The lines to copy run from the one containing "Keep to these rules. Indicate every instance of the shrub" to the end of the records below; repeat them exactly and include nothing else.

· · ·

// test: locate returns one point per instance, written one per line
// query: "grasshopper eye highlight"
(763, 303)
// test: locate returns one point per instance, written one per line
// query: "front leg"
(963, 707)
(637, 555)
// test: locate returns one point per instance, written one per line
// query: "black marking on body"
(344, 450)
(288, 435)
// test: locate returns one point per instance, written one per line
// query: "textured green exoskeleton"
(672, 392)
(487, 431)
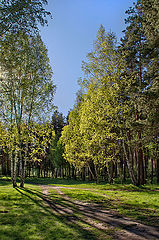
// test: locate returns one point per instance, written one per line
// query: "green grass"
(140, 205)
(24, 216)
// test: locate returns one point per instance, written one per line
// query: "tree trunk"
(14, 178)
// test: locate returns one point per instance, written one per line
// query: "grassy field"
(25, 214)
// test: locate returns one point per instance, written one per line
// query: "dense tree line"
(26, 87)
(113, 127)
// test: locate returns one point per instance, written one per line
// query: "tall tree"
(23, 15)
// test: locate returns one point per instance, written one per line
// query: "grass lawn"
(25, 215)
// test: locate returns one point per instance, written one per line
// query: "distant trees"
(26, 85)
(113, 129)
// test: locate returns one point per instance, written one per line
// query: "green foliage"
(22, 15)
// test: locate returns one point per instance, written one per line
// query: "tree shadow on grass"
(57, 210)
(75, 213)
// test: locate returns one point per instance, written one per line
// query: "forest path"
(97, 217)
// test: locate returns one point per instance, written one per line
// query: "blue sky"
(70, 35)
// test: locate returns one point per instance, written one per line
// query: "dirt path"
(98, 217)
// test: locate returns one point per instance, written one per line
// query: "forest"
(94, 174)
(112, 132)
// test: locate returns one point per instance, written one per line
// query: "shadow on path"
(72, 213)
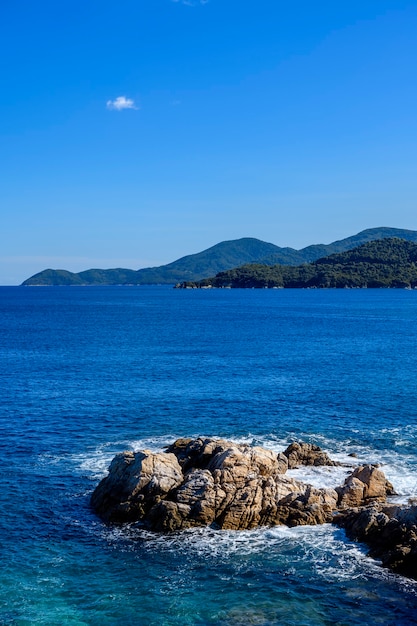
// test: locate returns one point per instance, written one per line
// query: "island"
(225, 485)
(385, 263)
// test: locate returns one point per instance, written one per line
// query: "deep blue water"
(88, 372)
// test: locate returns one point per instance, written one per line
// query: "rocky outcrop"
(307, 454)
(213, 482)
(390, 532)
(136, 482)
(366, 484)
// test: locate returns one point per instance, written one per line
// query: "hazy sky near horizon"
(134, 133)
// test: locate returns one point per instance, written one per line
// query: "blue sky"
(134, 133)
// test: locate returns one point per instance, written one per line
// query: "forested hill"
(383, 263)
(223, 256)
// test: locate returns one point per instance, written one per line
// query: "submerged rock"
(389, 531)
(214, 482)
(307, 454)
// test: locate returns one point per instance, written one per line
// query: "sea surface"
(86, 372)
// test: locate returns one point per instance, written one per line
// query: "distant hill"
(223, 256)
(388, 262)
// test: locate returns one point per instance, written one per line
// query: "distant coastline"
(222, 257)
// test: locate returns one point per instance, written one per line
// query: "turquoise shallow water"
(88, 372)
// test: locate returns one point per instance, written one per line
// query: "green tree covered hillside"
(382, 263)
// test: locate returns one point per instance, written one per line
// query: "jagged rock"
(365, 484)
(213, 482)
(390, 532)
(206, 481)
(136, 481)
(307, 454)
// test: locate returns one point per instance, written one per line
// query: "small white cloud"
(121, 103)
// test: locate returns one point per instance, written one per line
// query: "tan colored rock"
(136, 481)
(204, 481)
(367, 483)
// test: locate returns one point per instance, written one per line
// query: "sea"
(87, 372)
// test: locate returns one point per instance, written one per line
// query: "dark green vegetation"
(221, 257)
(382, 263)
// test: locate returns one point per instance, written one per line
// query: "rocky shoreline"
(218, 483)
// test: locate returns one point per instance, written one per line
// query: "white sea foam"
(400, 469)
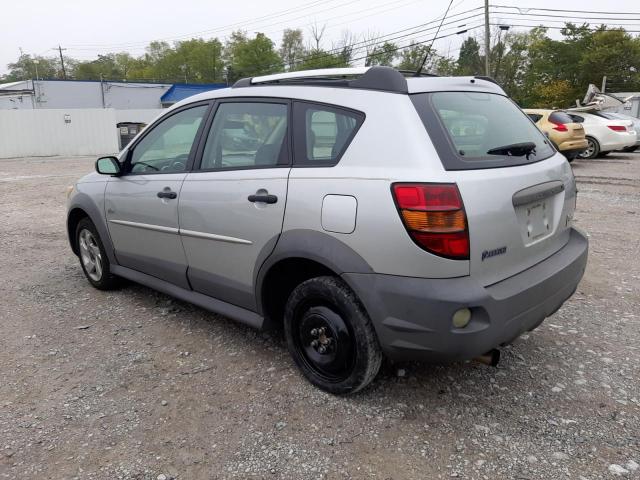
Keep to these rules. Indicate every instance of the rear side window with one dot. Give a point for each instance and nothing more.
(560, 118)
(322, 133)
(472, 130)
(247, 135)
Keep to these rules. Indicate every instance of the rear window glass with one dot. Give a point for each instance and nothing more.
(560, 117)
(480, 130)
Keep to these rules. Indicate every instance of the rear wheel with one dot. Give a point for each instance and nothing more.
(93, 257)
(330, 336)
(592, 150)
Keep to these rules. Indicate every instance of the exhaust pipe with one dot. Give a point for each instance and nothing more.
(491, 358)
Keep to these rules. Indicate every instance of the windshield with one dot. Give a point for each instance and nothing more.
(483, 130)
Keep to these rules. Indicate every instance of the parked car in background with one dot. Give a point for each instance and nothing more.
(604, 135)
(621, 116)
(567, 136)
(426, 217)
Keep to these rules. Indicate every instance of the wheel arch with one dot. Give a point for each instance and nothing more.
(84, 207)
(298, 256)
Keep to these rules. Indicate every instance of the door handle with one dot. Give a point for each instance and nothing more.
(168, 194)
(262, 198)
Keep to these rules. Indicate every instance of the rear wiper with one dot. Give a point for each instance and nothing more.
(515, 150)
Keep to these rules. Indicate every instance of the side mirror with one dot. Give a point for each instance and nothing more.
(108, 166)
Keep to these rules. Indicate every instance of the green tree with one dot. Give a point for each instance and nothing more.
(322, 59)
(384, 54)
(25, 68)
(470, 62)
(292, 48)
(250, 57)
(413, 55)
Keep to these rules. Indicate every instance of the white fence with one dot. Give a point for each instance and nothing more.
(138, 115)
(29, 133)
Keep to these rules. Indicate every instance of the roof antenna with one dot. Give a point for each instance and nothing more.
(426, 55)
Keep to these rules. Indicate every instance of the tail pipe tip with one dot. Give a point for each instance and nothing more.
(491, 358)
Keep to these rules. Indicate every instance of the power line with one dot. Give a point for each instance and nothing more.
(556, 28)
(610, 25)
(548, 15)
(434, 38)
(569, 11)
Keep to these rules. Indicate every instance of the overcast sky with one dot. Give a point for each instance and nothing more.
(88, 27)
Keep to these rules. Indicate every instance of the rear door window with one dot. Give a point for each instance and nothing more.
(473, 130)
(560, 118)
(247, 135)
(322, 133)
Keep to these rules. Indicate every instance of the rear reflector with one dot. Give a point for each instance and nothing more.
(434, 216)
(560, 127)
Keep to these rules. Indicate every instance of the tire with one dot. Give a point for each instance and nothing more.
(592, 150)
(93, 257)
(323, 313)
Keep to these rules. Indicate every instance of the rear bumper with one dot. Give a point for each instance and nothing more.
(412, 316)
(573, 146)
(618, 143)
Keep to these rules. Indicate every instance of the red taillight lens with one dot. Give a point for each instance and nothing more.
(434, 216)
(560, 127)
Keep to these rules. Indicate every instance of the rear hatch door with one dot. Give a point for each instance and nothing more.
(518, 192)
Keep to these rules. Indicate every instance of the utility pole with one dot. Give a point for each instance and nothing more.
(64, 72)
(487, 46)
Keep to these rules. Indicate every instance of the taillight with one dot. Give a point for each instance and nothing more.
(434, 216)
(560, 127)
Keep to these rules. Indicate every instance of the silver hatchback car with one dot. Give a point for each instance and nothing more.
(368, 214)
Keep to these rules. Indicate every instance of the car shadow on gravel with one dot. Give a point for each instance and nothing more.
(422, 382)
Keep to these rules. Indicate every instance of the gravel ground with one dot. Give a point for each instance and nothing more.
(134, 385)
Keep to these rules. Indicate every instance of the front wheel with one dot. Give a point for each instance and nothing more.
(330, 336)
(592, 150)
(93, 257)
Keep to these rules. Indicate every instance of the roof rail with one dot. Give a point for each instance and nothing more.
(385, 79)
(487, 79)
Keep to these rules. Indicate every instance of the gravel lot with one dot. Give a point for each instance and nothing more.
(134, 385)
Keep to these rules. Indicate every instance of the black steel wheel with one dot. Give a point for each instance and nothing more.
(592, 150)
(330, 336)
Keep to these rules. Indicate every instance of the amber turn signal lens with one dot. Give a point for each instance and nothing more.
(435, 222)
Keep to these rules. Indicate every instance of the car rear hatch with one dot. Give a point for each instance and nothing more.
(518, 194)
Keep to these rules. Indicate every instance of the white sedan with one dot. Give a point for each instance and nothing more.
(603, 134)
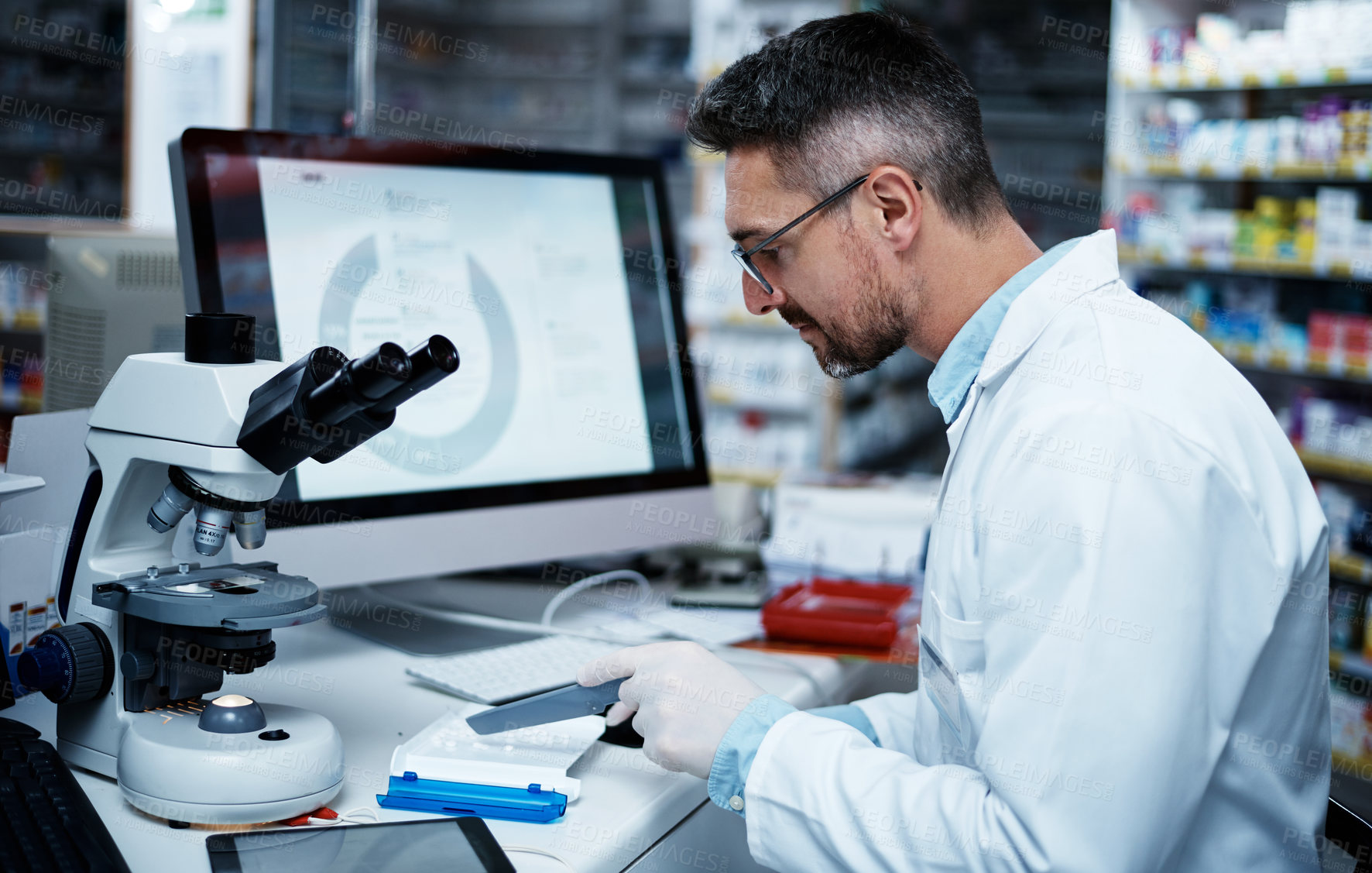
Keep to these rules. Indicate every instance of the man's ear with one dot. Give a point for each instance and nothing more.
(894, 202)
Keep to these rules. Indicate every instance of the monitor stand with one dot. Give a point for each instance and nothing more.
(403, 615)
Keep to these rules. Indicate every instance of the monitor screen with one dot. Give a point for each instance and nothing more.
(552, 275)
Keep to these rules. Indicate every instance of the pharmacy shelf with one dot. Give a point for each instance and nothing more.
(1223, 263)
(1350, 567)
(1336, 467)
(1350, 663)
(760, 403)
(1175, 78)
(1245, 356)
(1165, 169)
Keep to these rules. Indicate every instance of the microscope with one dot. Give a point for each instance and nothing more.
(149, 634)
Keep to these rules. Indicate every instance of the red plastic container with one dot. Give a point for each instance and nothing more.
(840, 613)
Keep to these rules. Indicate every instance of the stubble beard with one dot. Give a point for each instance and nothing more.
(872, 331)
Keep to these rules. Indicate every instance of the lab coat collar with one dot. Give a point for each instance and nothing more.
(1091, 264)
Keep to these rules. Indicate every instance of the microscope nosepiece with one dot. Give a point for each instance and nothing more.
(211, 529)
(169, 508)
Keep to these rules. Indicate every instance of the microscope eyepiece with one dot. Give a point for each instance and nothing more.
(324, 405)
(428, 364)
(358, 383)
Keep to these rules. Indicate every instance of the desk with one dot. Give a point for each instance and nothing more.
(627, 803)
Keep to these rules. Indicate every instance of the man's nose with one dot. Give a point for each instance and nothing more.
(756, 298)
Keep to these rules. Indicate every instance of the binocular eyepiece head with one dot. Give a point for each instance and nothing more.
(324, 405)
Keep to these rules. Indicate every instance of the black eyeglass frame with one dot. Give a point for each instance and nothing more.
(746, 259)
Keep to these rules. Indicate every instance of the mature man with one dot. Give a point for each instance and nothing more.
(1123, 641)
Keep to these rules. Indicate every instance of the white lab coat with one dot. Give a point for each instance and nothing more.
(1128, 572)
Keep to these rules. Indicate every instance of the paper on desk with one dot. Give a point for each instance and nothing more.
(449, 750)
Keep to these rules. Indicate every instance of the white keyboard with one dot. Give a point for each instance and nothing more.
(511, 672)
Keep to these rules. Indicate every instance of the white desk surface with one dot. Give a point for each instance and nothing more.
(627, 803)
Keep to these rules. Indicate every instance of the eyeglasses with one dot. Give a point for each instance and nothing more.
(746, 259)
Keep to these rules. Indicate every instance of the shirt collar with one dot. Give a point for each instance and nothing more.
(961, 363)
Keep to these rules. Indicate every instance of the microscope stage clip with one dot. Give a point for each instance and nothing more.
(234, 596)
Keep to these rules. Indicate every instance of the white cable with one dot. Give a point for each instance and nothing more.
(645, 590)
(540, 851)
(343, 817)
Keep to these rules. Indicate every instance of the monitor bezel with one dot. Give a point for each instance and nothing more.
(195, 229)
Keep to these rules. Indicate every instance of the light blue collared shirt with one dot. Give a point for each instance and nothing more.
(961, 361)
(736, 752)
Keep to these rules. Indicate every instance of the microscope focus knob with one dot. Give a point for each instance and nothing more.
(69, 665)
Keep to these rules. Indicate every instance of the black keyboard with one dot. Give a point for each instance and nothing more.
(48, 821)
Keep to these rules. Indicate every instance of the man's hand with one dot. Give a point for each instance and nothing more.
(685, 699)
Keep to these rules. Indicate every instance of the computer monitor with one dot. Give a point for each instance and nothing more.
(113, 295)
(572, 424)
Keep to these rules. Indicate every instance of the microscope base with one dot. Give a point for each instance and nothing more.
(229, 813)
(173, 769)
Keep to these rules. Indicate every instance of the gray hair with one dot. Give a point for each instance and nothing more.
(839, 96)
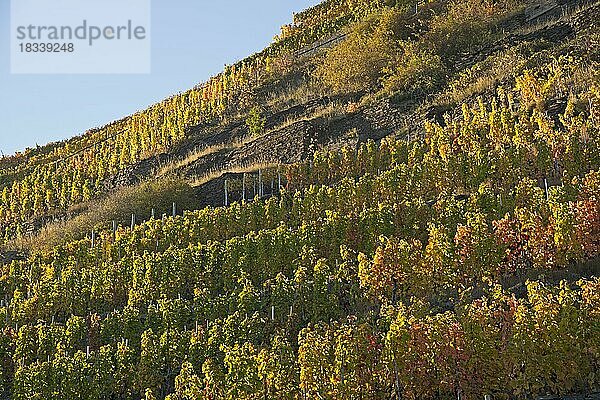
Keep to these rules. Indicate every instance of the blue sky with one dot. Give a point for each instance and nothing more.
(191, 40)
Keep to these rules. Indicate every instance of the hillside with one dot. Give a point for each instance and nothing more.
(392, 200)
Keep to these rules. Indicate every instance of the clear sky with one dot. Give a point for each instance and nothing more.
(191, 40)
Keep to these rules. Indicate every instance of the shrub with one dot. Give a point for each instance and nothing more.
(417, 69)
(357, 63)
(256, 122)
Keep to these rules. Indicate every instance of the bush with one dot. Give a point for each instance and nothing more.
(256, 122)
(416, 70)
(357, 63)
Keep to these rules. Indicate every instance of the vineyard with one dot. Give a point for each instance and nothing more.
(457, 257)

· · ·

Problem solution:
Keep to these rules. Indicate every instance of the shrub with one dot. Give a point for each instance and nothing more.
(417, 69)
(357, 63)
(256, 122)
Keep to these rules. Indicate every instance of the bush with one dot. Give a point for each instance and nothing more.
(256, 122)
(416, 70)
(357, 63)
Keep to these rules. Indicate every instance of the vineyard with one dot. Give a point for each instance and nothing more.
(457, 257)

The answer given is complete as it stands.